May 08, 2019

The chronic malcontent calls in sick

On Monday night I caught a cold. I don't remember the last time I had a cold. I had forgotten the misery generated by the drip, the scratch, the snot, the clog, the ache. I guess I thought I was a cold-germ superhero. On the upside, a cold probably won't kill me; the downside: at 3:00 in the morning, when I'm snuffling, coughing, and breathing through my mouth, it might make me wish I were dead.

I haven't been sick in years. All the witty words I had planned to write have been flattened under a pounding sinus headache. I wanted to tell you in excruciating detail (but funny, of course) about how wretched I feel. Then I realize, you've had colds before. You know what it feels like. Having a cold does not mean the universe revolves around you; it just makes you feel as if it should.

In accordance with the advice from multiple websites, I'm laying low today, resting and drinking lots of water. I called in sick to the care facility. I hope the nurse actually writes the note and puts it on Mom's coffee table. Although Mom might not even notice I didn't show up, the way things are going lately. She's been dozing on the couch every night for the past week. Yesterday I shuffled out to my car and drove in rush hour traffic to see if she might be more alert before dinner. She woke up when I came in but did not sit up. I sat in the visitor's chair on the other side of the coffee table and didn't touch anything.

“Do you want to go outside and plant seeds in your pots?” I asked her. My spirit was willing but I hoped she would say no. My flesh was definitely weak.

“Do you want to go outside?” Was she reading my body language? My mother is a master at the codependent redirect—I don't know, what do you want to do?

“It's up to you.”

“I don't think it is the right thing to do.” She was rubbing her stomach under the blue plaid blanket.

“Are you in pain?”

“Yes.”

“Is it your stomach?”

“I don't know what I need,” she said in frustration. Her eyes started to close. “I just want to sleep.”

* [Extracted records]
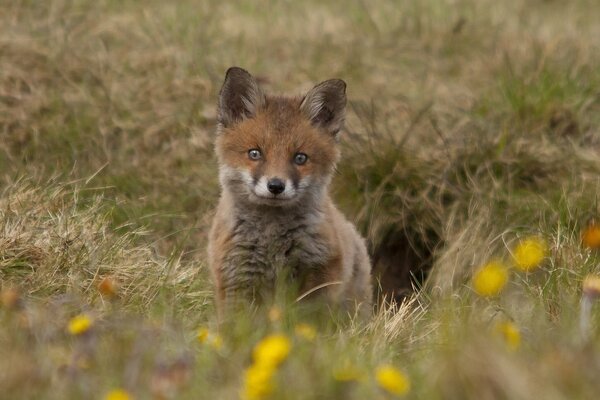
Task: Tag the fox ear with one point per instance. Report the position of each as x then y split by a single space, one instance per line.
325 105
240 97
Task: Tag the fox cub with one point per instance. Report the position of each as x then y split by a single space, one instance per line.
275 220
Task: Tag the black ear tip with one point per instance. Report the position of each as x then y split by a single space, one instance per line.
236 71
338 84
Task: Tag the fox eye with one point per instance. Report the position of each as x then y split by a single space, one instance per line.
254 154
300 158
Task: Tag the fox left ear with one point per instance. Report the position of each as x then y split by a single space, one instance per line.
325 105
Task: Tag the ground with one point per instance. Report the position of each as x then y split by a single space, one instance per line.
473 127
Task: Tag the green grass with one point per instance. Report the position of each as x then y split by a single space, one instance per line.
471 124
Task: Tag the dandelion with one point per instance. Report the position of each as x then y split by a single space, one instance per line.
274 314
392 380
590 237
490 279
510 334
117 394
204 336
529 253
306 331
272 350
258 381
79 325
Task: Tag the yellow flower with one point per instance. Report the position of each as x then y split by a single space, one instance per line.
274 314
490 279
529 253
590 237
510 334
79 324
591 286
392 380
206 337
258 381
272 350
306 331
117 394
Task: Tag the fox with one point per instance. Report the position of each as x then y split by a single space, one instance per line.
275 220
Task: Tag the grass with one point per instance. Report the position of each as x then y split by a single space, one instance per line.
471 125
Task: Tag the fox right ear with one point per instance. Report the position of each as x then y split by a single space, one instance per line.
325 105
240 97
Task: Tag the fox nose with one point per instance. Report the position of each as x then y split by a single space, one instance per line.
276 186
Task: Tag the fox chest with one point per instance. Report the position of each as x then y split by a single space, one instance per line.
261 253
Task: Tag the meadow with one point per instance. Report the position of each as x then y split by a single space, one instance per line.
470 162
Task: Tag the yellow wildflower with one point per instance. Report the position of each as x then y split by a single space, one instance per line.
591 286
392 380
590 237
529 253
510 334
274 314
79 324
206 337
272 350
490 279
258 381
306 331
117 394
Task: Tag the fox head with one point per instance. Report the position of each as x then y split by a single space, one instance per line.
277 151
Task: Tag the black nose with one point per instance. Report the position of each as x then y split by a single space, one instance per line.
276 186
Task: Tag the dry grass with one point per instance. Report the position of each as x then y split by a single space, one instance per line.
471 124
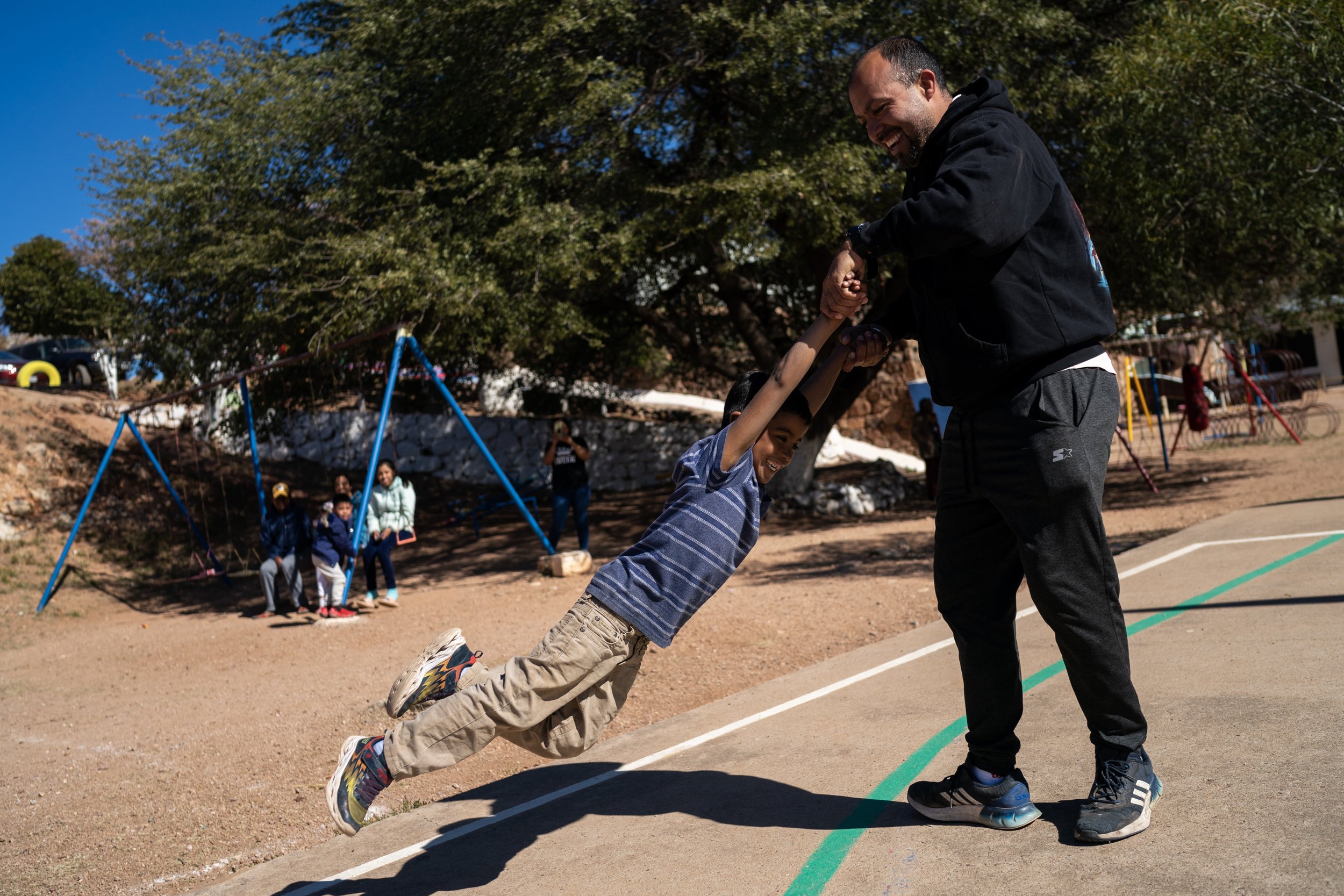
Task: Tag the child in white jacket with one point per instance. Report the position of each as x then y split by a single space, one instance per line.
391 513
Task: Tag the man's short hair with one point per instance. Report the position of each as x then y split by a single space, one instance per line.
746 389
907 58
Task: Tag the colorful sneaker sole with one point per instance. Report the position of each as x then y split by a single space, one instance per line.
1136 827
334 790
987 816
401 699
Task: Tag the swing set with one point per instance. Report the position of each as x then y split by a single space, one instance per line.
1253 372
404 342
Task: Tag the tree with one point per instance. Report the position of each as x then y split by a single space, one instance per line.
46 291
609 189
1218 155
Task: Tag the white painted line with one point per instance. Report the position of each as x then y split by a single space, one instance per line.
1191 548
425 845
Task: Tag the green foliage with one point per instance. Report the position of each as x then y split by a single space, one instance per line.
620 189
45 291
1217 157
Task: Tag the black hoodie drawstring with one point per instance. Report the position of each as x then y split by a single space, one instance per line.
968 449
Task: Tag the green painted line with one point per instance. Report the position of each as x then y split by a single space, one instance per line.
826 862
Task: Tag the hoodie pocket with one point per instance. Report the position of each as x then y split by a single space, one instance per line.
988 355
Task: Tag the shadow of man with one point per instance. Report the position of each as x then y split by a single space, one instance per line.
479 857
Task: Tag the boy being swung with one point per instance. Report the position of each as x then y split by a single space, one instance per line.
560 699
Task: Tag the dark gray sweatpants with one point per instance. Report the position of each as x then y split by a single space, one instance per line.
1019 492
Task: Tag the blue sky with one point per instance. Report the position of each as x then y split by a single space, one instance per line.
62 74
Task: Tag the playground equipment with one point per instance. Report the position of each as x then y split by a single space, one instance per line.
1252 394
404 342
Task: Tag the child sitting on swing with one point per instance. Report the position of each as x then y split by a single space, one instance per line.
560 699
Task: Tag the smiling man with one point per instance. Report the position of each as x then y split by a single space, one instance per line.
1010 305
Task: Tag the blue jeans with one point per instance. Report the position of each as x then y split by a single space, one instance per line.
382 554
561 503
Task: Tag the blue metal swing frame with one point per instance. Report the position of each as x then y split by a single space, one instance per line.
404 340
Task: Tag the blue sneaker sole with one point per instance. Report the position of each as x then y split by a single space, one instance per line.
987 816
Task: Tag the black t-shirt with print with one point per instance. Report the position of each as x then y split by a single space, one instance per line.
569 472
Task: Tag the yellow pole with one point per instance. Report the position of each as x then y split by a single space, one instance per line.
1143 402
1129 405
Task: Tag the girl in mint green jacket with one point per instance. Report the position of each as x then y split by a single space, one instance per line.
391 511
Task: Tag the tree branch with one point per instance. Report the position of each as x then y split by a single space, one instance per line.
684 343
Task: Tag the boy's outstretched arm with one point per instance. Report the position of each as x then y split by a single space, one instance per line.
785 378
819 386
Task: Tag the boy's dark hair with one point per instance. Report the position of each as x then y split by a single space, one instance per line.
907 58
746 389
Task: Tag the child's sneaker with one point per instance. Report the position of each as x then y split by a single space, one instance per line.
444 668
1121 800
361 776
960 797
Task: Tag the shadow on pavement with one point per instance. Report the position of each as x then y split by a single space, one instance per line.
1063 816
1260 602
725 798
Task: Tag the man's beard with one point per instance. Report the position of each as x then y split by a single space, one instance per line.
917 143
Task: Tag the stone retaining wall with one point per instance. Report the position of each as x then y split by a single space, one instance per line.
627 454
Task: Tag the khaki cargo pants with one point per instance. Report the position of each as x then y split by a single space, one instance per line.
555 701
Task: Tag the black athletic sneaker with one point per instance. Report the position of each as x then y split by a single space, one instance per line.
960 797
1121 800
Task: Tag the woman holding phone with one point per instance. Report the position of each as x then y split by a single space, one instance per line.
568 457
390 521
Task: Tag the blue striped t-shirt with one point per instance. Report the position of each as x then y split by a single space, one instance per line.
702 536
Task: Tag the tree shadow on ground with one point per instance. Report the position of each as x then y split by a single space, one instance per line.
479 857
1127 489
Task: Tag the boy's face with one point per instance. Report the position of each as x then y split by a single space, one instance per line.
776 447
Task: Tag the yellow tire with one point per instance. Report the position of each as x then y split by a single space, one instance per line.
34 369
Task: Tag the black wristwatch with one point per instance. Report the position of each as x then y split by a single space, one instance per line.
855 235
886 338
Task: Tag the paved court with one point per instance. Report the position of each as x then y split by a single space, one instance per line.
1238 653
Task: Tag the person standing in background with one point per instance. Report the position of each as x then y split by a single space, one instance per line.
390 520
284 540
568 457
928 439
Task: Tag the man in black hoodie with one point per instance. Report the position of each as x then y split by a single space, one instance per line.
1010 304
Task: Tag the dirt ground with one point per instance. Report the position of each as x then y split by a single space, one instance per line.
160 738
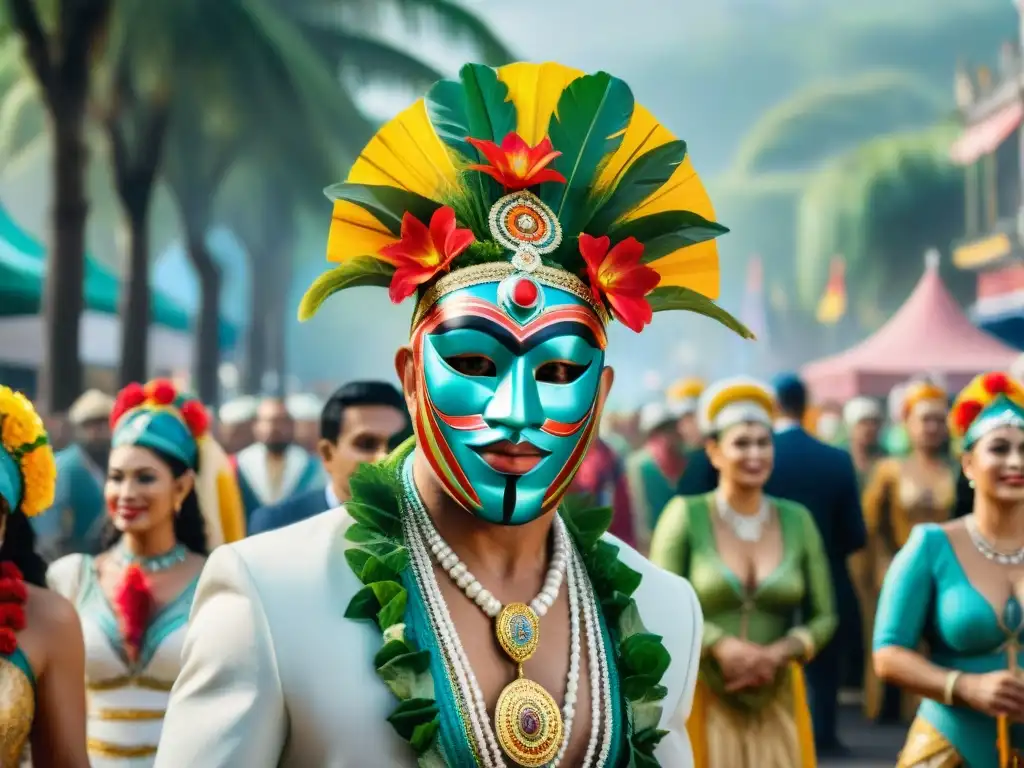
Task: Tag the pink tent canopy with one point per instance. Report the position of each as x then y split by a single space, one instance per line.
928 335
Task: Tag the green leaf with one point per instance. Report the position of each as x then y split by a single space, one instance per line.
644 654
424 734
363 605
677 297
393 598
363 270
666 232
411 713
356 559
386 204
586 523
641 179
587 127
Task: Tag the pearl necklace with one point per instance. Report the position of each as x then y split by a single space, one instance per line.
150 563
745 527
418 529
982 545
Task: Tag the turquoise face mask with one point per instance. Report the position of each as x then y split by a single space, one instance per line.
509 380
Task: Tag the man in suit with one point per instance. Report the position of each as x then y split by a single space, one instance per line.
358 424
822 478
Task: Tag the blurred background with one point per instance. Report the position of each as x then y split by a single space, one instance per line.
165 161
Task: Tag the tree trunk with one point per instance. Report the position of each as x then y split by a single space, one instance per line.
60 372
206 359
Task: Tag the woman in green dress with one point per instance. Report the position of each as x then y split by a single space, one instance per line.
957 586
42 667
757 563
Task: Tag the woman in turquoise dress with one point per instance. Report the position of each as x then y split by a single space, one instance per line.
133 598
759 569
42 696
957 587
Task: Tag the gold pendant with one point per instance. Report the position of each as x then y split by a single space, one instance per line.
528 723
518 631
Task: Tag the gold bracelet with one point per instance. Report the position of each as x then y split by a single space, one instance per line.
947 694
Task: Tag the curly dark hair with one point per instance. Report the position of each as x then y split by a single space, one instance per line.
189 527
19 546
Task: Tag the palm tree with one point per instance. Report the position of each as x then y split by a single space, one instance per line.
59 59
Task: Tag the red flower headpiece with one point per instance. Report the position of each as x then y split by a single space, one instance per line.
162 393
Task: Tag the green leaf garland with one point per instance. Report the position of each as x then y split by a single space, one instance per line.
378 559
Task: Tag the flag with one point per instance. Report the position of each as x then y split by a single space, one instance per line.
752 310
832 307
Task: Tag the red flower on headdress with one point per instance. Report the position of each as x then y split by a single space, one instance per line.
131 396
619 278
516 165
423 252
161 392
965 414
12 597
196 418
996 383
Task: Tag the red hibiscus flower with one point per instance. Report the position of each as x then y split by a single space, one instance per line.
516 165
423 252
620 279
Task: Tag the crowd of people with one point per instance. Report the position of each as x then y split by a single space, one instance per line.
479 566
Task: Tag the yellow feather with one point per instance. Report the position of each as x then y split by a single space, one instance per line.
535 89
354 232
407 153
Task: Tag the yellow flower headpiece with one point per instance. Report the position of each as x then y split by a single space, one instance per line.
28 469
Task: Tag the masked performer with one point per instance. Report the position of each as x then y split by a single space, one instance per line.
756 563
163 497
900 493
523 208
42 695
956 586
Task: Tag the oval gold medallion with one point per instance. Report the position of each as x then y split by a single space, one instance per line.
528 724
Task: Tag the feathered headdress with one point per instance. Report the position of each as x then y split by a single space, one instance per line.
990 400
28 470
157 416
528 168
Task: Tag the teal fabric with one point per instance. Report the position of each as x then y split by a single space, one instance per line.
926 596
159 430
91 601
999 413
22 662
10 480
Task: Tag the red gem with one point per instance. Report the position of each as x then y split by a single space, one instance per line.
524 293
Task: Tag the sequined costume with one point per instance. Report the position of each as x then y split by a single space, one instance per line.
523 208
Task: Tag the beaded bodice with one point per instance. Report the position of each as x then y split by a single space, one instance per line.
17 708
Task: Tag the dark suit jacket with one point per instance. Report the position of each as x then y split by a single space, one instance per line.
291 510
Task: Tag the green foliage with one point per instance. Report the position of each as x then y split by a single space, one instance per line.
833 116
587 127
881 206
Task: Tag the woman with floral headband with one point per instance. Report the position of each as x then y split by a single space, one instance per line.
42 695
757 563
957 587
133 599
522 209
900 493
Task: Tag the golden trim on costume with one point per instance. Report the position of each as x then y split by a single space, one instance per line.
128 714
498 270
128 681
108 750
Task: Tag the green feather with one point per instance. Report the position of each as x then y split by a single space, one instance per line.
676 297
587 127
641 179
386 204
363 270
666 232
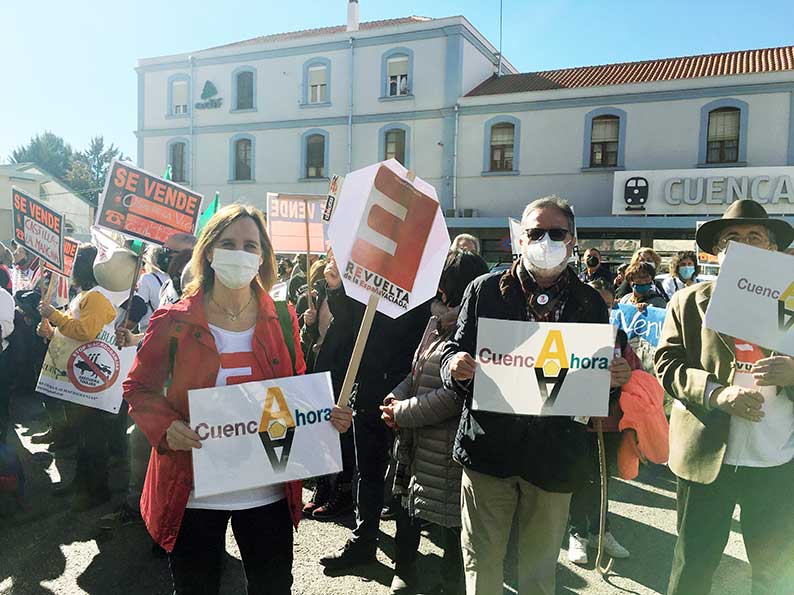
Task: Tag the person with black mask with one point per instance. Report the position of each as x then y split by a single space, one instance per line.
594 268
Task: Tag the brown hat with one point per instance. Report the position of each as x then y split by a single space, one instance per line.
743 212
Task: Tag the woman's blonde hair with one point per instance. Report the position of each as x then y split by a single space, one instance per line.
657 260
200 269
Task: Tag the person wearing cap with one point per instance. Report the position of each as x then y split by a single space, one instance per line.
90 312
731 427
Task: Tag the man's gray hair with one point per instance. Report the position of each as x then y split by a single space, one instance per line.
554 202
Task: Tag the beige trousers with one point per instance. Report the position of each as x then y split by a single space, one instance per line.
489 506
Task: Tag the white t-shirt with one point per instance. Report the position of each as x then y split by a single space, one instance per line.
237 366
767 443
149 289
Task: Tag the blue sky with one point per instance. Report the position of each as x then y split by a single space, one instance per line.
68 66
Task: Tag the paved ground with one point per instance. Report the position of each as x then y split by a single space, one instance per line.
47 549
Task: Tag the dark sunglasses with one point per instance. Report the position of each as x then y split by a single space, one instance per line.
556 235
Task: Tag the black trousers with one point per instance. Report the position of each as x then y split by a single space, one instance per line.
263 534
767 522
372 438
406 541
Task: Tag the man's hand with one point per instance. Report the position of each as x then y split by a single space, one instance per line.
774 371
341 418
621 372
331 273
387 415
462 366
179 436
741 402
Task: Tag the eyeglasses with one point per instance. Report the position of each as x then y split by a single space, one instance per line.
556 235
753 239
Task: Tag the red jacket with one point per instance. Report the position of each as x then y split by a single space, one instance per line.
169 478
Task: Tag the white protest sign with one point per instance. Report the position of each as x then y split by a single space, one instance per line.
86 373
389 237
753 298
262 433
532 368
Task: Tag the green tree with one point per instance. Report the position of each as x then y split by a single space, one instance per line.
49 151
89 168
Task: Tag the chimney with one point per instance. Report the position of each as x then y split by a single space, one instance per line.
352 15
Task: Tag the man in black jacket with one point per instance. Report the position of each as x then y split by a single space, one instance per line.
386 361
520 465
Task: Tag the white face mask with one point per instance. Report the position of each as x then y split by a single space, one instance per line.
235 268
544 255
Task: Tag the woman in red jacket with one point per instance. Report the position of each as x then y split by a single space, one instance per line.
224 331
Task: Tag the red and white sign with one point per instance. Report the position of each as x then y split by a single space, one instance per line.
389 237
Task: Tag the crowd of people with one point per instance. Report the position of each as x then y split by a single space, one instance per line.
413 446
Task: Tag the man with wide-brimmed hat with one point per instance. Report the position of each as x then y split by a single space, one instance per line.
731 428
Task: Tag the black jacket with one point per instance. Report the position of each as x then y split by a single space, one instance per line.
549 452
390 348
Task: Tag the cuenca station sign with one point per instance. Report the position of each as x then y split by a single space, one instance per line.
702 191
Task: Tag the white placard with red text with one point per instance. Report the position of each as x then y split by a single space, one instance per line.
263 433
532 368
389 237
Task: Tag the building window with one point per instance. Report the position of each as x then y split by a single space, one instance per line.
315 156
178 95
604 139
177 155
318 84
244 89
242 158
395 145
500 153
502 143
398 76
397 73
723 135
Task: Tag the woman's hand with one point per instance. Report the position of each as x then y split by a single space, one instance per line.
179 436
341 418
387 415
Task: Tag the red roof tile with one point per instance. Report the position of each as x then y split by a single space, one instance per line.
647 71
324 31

* [Exercise brief]
Carry on the blog post about catching a cold, beginning right after its final line. The material comes from a separate source and has no connection to the blog post about catching a cold.

* [Written response]
I didn't kiss her forehead like I usually do because I didn't want to contaminate her with my germs. Although a tiny voice inside me said, hey, pneumonia, the old person's best friend. I told her I loved her and quickly left. I should not have come, but I felt compelled to see her. I only sneezed twice on my way out the back door. Into my elbow, of course. I drove slowly home, too slowly, apparently, because some guy in an old American car sped by me and flipped me off. I didn't have the energy to feel righteous anger. Besides, I drive slowly everywhere. I used to be a school bus driver. That is another story.

The weather is lovely this week. Unfortunately, higher temperatures means low humidity, which means not only am I parched but so are the forests. Two weeks of spring and now apparently it's summer. That was fast. The roses aren't even blooming yet. Now there's a fire warning for tomorrow night. Wind, low humidity, and high temperatures create the perfect conditions for wildfires. Sometimes when I walk in the park, I imagine what one carelessly thrown cigarette could do. In the city, with houses so close together, it wouldn't take much to generate a conflagration. On the upside, if the air filled with smoke right now, I would not be able to smell it.

The best way to endure a cold is to immerse myself in the screen. I caught up on a new CW television show last night. It's free TV, so every five minutes I was treated to a commercial of happy people cleaning their kitchen floors using special gizmos to capture dust and dirt. Clearly, the companies that make floor cleaning products don't know about my kitchen floor. In the distant past, some ambitious soul laid down a checkerboard of black and white linoleum squares. Over the years, these squares have come unglued in many places. Corners have broken, revealing the subfloor. Crumbs and cat hair collect in the crevices. Beige paint speckles the black squares from the many cupboard repaintings. The white squares are speckled too but you can't see it as well. The whole floor should be bulldozed. Swiffering is not a solution.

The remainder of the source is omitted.